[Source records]

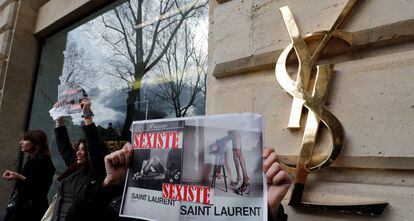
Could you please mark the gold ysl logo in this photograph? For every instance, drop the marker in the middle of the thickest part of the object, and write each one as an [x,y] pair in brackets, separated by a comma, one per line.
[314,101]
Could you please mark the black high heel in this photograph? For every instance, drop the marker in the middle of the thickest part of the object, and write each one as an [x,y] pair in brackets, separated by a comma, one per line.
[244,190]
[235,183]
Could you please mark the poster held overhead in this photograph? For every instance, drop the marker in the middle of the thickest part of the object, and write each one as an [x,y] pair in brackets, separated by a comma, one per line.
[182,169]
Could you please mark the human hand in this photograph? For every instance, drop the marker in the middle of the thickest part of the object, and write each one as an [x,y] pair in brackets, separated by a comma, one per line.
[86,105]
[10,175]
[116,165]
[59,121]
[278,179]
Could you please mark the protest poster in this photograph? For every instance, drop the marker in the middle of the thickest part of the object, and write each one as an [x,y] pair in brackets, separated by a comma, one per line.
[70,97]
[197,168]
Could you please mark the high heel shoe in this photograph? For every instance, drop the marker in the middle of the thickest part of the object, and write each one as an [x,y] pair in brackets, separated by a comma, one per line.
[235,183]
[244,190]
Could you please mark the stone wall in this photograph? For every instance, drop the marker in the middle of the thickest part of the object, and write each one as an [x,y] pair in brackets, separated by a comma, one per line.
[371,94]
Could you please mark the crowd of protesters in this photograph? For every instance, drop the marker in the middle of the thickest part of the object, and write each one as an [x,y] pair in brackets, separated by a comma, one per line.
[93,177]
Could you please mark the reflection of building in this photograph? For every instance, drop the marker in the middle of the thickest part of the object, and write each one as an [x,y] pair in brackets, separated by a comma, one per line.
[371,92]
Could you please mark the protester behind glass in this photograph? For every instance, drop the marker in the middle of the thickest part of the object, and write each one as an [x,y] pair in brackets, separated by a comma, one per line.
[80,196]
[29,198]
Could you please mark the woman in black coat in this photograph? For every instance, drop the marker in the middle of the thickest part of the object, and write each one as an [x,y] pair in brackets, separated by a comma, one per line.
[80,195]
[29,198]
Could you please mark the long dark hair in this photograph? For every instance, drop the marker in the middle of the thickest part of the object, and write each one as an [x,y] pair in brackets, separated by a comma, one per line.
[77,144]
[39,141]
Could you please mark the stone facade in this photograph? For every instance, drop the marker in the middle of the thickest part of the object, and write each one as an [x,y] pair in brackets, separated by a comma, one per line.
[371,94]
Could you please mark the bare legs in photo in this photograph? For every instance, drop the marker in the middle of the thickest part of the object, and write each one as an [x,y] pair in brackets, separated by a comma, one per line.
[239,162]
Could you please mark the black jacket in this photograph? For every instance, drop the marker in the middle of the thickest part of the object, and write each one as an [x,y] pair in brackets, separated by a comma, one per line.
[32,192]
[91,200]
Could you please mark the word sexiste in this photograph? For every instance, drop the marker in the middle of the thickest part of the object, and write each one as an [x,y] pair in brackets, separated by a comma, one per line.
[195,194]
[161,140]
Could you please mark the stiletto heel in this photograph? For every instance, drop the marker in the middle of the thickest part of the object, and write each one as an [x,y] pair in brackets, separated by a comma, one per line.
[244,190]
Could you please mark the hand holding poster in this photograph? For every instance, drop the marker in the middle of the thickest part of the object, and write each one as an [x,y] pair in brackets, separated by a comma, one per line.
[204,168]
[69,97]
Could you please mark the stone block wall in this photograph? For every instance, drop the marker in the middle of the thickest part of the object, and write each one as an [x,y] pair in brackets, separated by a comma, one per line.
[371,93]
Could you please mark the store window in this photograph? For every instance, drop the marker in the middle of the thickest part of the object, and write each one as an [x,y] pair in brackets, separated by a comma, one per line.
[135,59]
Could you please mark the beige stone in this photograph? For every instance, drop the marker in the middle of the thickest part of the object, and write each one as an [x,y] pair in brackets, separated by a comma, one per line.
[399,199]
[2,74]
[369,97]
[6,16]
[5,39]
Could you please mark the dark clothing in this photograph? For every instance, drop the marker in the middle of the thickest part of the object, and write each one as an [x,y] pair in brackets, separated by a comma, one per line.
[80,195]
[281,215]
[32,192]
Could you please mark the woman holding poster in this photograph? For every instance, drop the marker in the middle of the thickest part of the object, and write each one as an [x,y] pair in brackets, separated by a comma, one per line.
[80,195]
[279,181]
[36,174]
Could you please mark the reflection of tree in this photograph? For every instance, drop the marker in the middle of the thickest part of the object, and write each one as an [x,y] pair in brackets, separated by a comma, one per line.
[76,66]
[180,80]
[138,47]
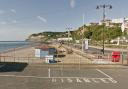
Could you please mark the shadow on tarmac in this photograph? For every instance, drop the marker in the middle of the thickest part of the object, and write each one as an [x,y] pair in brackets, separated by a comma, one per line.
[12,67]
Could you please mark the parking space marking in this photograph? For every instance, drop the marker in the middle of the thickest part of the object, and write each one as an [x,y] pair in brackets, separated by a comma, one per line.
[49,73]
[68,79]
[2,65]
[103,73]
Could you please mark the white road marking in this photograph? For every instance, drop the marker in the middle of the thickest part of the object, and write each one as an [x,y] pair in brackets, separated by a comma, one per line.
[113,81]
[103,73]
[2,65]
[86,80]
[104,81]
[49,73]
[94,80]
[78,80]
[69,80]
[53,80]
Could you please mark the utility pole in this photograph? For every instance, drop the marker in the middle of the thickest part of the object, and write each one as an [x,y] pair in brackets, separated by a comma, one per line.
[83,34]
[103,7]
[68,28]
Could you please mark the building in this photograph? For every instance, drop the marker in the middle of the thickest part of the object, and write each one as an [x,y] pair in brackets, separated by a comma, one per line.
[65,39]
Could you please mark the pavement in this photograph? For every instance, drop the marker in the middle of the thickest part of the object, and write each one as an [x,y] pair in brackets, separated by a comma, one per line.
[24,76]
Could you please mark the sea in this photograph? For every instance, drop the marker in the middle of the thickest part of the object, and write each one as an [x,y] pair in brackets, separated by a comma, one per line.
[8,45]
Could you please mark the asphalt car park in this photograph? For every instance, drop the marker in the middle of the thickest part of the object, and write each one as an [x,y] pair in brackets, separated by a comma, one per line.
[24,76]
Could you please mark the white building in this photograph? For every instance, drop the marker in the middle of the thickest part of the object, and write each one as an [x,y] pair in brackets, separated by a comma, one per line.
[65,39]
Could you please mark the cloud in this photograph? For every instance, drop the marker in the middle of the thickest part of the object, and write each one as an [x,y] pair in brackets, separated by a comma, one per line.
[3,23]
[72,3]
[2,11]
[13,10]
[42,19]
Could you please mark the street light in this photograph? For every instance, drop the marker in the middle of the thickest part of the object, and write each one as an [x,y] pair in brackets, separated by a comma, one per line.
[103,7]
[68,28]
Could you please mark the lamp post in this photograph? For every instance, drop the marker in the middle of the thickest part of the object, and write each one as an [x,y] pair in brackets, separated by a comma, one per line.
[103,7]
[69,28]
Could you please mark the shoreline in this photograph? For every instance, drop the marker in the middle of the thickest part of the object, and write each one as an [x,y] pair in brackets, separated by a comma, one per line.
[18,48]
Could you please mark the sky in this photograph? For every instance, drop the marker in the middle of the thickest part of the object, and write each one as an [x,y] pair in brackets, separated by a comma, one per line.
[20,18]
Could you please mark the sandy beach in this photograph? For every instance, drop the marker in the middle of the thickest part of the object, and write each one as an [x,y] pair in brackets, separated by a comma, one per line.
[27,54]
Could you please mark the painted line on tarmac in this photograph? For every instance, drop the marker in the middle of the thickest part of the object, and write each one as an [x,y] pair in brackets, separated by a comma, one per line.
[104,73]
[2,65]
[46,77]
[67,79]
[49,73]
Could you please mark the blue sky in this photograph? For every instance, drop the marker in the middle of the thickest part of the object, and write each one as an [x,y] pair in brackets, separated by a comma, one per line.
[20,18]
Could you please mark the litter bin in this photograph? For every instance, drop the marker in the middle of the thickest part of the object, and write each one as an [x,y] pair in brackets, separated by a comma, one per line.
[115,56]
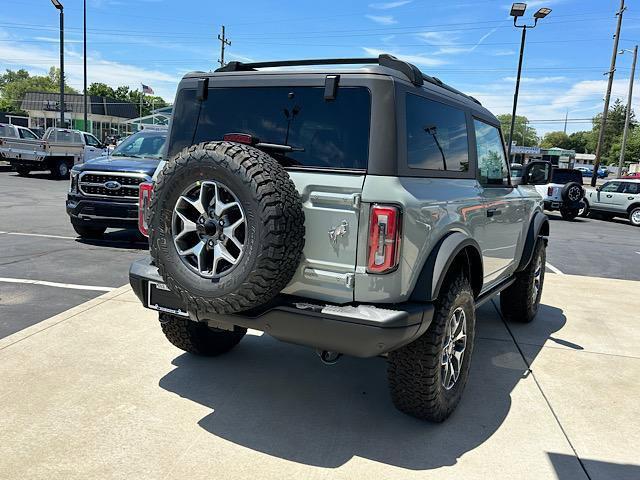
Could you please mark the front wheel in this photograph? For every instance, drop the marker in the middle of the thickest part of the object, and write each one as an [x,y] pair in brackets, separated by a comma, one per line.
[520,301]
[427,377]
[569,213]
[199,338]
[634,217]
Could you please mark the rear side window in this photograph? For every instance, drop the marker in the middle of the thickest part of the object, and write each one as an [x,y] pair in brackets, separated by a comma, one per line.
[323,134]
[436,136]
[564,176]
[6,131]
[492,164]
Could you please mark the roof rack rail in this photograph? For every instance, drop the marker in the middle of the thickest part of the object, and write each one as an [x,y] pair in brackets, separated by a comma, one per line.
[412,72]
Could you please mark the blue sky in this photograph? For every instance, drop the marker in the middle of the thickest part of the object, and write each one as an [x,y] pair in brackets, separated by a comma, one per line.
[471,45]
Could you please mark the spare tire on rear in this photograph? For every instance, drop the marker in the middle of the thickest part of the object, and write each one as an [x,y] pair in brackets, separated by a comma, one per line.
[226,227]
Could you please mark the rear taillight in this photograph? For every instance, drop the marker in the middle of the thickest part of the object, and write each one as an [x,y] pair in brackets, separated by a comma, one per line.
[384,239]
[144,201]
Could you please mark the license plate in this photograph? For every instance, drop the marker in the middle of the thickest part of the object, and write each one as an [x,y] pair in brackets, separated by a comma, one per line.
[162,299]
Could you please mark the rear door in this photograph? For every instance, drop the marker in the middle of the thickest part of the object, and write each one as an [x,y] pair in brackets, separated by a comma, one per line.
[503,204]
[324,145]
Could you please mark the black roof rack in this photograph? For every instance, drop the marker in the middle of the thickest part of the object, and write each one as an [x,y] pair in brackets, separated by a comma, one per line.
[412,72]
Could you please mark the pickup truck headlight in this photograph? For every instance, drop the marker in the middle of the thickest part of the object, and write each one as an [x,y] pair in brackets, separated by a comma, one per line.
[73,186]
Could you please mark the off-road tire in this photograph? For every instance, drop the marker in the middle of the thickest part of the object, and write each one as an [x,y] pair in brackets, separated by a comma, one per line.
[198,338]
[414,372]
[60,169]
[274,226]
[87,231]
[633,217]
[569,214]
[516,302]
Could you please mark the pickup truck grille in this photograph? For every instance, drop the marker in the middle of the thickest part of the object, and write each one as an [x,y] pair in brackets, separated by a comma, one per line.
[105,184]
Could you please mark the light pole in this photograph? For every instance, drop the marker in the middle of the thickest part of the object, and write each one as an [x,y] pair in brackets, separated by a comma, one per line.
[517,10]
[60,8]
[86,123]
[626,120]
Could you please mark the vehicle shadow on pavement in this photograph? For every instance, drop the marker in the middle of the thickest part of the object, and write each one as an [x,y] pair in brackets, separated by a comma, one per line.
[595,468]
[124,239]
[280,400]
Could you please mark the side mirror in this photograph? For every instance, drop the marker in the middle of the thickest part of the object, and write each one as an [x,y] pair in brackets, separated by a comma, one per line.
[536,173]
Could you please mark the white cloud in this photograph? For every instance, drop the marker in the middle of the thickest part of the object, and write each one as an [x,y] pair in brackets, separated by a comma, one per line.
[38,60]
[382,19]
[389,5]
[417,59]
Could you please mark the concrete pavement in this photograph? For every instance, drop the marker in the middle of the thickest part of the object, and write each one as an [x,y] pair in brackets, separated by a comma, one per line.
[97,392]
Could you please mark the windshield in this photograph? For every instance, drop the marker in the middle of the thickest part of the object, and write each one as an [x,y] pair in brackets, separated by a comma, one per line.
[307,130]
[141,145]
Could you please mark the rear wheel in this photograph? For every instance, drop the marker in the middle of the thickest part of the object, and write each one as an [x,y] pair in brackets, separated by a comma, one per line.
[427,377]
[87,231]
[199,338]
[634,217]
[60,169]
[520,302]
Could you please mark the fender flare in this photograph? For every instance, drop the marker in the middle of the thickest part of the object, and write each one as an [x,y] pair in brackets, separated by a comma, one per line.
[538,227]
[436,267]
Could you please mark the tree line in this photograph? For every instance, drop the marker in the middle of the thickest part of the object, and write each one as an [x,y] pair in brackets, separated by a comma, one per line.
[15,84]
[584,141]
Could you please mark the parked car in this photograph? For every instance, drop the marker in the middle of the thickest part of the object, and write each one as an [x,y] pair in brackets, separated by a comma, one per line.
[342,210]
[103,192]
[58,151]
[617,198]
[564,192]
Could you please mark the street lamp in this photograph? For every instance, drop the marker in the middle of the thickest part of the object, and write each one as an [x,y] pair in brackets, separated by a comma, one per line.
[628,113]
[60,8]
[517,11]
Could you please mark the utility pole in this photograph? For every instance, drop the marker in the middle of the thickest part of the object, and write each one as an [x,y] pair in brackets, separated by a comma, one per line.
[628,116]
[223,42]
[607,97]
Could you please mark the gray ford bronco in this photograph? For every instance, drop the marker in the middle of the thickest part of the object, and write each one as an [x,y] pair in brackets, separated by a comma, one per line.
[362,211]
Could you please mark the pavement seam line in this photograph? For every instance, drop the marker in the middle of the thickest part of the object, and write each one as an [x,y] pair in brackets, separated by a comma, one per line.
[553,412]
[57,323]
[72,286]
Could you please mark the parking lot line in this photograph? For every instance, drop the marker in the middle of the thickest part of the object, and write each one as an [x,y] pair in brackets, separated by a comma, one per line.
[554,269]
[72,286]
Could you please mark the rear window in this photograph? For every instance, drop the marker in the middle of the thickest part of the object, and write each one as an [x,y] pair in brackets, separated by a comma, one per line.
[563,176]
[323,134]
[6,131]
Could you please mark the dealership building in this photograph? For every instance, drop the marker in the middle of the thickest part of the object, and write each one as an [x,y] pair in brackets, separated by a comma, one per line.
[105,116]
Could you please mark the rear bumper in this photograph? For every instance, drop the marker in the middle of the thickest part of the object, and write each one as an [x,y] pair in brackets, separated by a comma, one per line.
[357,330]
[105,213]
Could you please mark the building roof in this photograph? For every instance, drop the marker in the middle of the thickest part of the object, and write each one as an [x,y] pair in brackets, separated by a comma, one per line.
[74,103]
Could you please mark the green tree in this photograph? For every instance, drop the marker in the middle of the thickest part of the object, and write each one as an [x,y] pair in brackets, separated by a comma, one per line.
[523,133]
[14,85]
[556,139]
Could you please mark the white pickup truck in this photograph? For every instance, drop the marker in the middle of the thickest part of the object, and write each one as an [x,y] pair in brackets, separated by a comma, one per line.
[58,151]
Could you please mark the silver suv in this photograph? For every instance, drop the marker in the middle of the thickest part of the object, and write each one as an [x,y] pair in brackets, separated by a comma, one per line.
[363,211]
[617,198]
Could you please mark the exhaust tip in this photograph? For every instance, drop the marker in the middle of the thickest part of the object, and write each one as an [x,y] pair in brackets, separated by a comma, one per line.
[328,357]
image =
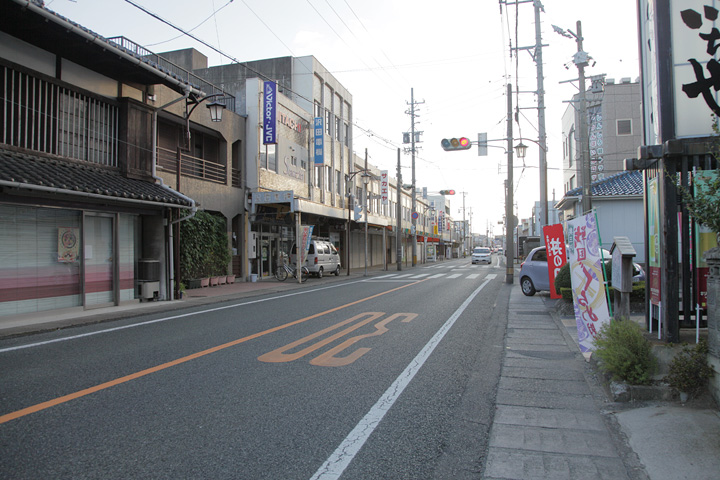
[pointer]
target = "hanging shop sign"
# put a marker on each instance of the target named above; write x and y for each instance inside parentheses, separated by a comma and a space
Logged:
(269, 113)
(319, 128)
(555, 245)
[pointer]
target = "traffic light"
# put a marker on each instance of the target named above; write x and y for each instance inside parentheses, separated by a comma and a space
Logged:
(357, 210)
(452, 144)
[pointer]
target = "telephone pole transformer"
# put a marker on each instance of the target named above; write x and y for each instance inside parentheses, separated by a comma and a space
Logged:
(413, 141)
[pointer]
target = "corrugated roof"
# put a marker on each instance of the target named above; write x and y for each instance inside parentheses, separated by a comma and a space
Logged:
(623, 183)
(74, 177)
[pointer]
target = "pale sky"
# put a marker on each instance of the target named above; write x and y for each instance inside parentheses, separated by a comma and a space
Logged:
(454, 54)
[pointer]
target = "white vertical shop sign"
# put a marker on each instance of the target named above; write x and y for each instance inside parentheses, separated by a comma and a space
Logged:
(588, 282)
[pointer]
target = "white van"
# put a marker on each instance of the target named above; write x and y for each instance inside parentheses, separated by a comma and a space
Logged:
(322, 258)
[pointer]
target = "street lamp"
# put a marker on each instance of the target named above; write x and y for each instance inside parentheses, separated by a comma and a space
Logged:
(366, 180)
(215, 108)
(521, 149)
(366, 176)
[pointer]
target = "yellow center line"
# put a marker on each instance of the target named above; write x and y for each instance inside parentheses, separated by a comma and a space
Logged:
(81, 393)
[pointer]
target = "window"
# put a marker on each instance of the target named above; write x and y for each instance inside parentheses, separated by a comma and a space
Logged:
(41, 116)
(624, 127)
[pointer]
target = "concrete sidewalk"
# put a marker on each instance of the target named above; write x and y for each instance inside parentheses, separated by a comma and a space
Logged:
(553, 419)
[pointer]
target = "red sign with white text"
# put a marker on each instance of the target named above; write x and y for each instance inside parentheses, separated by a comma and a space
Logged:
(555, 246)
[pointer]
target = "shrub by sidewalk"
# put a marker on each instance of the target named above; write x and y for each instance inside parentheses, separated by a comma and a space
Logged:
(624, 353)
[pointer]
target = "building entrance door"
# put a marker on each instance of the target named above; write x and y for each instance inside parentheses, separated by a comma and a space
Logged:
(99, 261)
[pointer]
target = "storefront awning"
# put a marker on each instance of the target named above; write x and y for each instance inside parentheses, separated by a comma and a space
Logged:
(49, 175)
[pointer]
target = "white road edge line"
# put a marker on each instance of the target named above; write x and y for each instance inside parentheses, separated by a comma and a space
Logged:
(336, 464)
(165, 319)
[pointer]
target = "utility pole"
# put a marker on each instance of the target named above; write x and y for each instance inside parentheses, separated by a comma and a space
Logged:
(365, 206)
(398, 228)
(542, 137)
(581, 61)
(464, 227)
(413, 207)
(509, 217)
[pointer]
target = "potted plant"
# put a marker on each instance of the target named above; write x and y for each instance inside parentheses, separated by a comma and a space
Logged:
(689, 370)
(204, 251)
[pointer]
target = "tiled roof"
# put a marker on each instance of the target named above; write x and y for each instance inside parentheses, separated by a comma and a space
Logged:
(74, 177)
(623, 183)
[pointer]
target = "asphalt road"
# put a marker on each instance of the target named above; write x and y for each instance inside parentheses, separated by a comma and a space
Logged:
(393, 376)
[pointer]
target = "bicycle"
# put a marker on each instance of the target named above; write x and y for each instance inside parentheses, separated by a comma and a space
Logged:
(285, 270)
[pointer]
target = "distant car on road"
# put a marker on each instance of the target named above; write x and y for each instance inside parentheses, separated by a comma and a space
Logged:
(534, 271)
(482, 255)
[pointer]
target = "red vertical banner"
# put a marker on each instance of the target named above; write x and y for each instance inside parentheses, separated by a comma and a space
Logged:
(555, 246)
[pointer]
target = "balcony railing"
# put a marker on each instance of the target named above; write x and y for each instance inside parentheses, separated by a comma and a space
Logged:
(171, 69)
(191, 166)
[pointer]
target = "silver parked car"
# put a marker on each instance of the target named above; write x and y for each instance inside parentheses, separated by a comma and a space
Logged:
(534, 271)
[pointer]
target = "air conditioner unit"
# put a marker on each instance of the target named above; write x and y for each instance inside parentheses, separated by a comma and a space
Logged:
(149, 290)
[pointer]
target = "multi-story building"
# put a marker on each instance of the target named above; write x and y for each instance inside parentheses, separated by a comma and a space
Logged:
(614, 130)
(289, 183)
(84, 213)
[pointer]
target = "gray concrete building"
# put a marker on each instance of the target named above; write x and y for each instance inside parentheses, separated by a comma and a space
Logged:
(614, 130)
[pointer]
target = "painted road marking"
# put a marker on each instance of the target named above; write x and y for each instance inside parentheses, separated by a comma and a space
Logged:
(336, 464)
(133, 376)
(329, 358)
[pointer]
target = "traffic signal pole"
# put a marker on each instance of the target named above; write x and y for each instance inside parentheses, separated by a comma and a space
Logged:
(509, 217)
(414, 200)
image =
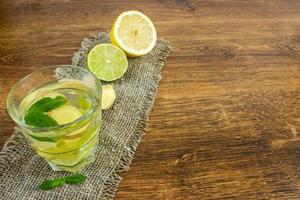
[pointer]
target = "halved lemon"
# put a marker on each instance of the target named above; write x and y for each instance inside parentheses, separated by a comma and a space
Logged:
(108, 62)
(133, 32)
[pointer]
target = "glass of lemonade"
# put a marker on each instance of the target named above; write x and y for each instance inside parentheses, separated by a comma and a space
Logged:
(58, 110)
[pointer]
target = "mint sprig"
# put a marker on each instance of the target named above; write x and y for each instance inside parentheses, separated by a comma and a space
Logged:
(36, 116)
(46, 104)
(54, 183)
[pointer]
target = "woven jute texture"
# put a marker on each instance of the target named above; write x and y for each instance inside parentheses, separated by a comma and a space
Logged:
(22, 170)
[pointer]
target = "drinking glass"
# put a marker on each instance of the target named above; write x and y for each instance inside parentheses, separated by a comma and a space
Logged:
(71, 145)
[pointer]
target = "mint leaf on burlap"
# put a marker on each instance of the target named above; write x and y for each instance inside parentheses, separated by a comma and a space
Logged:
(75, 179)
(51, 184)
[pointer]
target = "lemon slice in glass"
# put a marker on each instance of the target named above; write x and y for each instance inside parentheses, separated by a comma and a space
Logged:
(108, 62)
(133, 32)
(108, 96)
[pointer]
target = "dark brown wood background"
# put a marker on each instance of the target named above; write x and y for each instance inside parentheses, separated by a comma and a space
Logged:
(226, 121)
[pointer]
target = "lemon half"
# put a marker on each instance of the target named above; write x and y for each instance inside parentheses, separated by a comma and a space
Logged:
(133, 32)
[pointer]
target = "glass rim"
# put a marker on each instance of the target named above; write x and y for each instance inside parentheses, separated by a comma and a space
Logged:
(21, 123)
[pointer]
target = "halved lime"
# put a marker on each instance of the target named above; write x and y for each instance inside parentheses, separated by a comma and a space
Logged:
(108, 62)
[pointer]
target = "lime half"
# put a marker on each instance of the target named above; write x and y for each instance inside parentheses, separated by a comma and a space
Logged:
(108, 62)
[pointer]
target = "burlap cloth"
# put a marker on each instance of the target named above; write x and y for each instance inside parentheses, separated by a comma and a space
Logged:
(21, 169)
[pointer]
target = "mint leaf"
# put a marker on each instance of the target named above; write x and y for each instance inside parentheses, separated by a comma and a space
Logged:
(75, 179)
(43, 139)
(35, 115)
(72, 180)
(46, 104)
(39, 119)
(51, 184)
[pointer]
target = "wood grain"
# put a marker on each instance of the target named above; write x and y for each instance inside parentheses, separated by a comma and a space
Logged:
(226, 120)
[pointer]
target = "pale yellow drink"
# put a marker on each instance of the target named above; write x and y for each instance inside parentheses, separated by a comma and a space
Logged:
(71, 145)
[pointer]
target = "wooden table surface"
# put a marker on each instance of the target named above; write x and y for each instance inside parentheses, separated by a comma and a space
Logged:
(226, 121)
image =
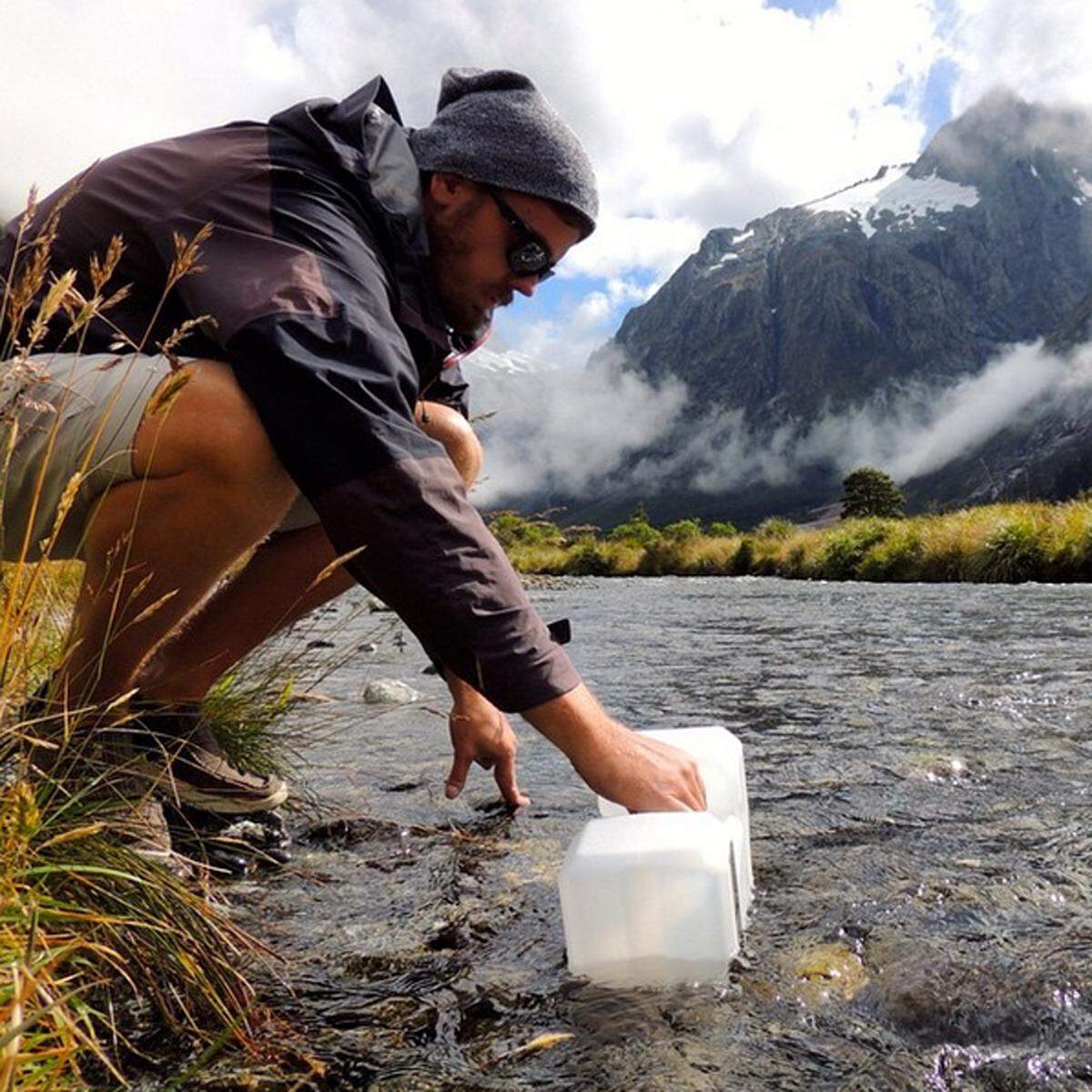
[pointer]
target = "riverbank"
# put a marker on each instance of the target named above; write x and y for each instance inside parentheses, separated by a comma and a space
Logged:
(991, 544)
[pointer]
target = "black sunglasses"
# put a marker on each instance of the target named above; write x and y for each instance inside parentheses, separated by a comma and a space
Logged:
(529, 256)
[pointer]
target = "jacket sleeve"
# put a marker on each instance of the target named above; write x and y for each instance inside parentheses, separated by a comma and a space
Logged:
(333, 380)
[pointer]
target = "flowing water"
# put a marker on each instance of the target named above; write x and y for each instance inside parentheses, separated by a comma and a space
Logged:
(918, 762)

▶ [Your objective]:
Please filter the entries for the word "yellow" and copy the lines that have it.

▶ [Your response]:
target = "yellow center line"
target = "pale yellow drink"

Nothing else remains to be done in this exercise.